Can you reproduce the lines below, substituting "mark" for every "indicate" and leaving everything else unchanged?

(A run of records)
BEGIN
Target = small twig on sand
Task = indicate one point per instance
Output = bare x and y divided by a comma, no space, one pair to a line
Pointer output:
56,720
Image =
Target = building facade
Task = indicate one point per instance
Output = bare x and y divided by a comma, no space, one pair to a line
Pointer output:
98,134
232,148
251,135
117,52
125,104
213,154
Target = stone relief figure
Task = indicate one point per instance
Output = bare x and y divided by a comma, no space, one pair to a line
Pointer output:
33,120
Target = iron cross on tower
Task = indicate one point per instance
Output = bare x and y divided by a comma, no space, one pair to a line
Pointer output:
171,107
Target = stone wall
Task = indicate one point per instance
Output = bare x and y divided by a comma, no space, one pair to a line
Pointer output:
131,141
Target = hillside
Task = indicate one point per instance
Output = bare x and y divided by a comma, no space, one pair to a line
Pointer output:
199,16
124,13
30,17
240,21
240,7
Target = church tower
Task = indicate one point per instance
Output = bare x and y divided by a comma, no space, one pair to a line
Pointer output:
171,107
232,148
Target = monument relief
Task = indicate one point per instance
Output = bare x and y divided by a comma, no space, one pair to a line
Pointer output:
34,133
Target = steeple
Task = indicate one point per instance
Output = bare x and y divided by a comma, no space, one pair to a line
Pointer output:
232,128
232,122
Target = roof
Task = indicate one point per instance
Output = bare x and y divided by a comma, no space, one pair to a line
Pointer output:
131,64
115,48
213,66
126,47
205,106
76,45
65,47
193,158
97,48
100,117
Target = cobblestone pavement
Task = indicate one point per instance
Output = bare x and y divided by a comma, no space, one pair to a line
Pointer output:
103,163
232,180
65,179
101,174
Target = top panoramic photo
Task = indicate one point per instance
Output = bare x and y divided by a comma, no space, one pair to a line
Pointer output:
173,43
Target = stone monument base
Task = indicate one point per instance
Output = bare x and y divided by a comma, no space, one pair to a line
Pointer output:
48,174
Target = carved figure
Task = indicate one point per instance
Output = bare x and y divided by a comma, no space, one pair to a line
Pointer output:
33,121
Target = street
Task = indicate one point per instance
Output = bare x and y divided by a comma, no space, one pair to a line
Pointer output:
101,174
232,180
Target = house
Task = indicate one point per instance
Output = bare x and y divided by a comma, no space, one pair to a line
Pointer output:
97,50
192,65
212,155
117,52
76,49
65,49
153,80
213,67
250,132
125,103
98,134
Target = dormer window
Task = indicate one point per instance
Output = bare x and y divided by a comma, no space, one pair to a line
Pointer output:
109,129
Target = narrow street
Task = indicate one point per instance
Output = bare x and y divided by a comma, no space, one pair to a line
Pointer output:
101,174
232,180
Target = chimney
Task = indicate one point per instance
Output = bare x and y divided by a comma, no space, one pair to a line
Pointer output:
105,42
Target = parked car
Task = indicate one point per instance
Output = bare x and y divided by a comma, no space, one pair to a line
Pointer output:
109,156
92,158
END
Reply
Target = small twig on sand
Task = mark one point per instance
Output = bare x and y divided by a comma, no space, one pair to a line
Pointer output:
56,720
Image =
Target = building facade
Task = mark one point per instance
Output = bare x and y divided by a comma, no space, one pair to a line
Pointer output:
98,134
232,148
251,135
117,52
125,104
213,154
Target = stone relief figure
Task = mark one point per instance
Output = bare x and y divided by a comma, no space, one pair to a line
Pointer output:
33,120
Target = iron cross on tower
Task = mark one point per instance
Output = bare x and y divided by a comma, no space, one pair to a line
Pointer output:
171,107
Target = stone wall
Task = mark one point per instance
Output = bare x and y divided by a comma, no space, one pair to a line
Pointer output:
131,141
Target = hillside
Task = mark one point per instance
Output = bare x and y divided by a comma, no space, one pair to a line
Pointer output:
199,16
124,13
30,17
240,21
240,7
Target = church tower
Task = mark one point per instance
Output = bare x and y divided by a comma, no space, one pair to a line
Pointer output:
171,107
232,148
Target = monument relief
Task = mark one point per instance
Output = bare x and y divided by a comma, no space, one pair to a line
Pointer output:
34,133
Target = steeple
Task = mark one point per instance
Output = bare x and y divided by a comma, no space, one pair to a line
Pointer output:
232,128
232,122
Target = roof
Task = mark one point per instance
Output = bare x and y divided by a comma, no space, one pair to a line
Pointer output:
131,64
115,48
213,66
126,47
205,106
76,45
65,47
193,158
97,48
100,117
Target = cobblestone pavement
Task = mark one point per instance
Output = bare x and y divided by a comma, no space, one pair to a line
Pointer output:
103,163
232,180
65,179
101,174
Target = top panoramic photo
Task = mark one point per instance
Output = bare x and y divided by a comma, no space, one pair to a line
Pointer output:
173,43
Target = stone monument base
Task = mark one point per instance
Output = bare x and y divided by a comma, no space, one pair to a line
Pointer output:
48,174
Target = carved figure
Task = mark one point per instance
Output = bare x and y divided by a comma, no space, one pair to a line
Pointer output:
33,121
Target = street
Task = mark one point per instance
Output = bare x and y divided by a comma, no space, one pair to a line
Pointer output:
101,174
232,180
Target = house
Task = mark one point per instance
Output = bare x and y divided by a comma, no space, one pair to a line
Pointer output:
97,50
192,65
212,155
117,52
76,49
65,49
153,80
213,67
250,132
125,103
98,134
Target = dormer window
Task = mark one point per instance
Output = bare x and y divided by a comma, no space, one pair to a line
Pointer output:
109,129
Target = narrow street
Task = mark one point per instance
Output = bare x and y divided by a comma, no space, one pair to a line
Pointer output:
101,174
232,180
Target = chimney
Task = mark one point per instance
Output = bare x and y divided by a comma, no space, one pair to a line
Pointer output:
105,42
Target = parked car
Task = mark one point per instance
Output = bare x and y divided by a comma, no space, one pair to a line
Pointer output:
109,156
92,158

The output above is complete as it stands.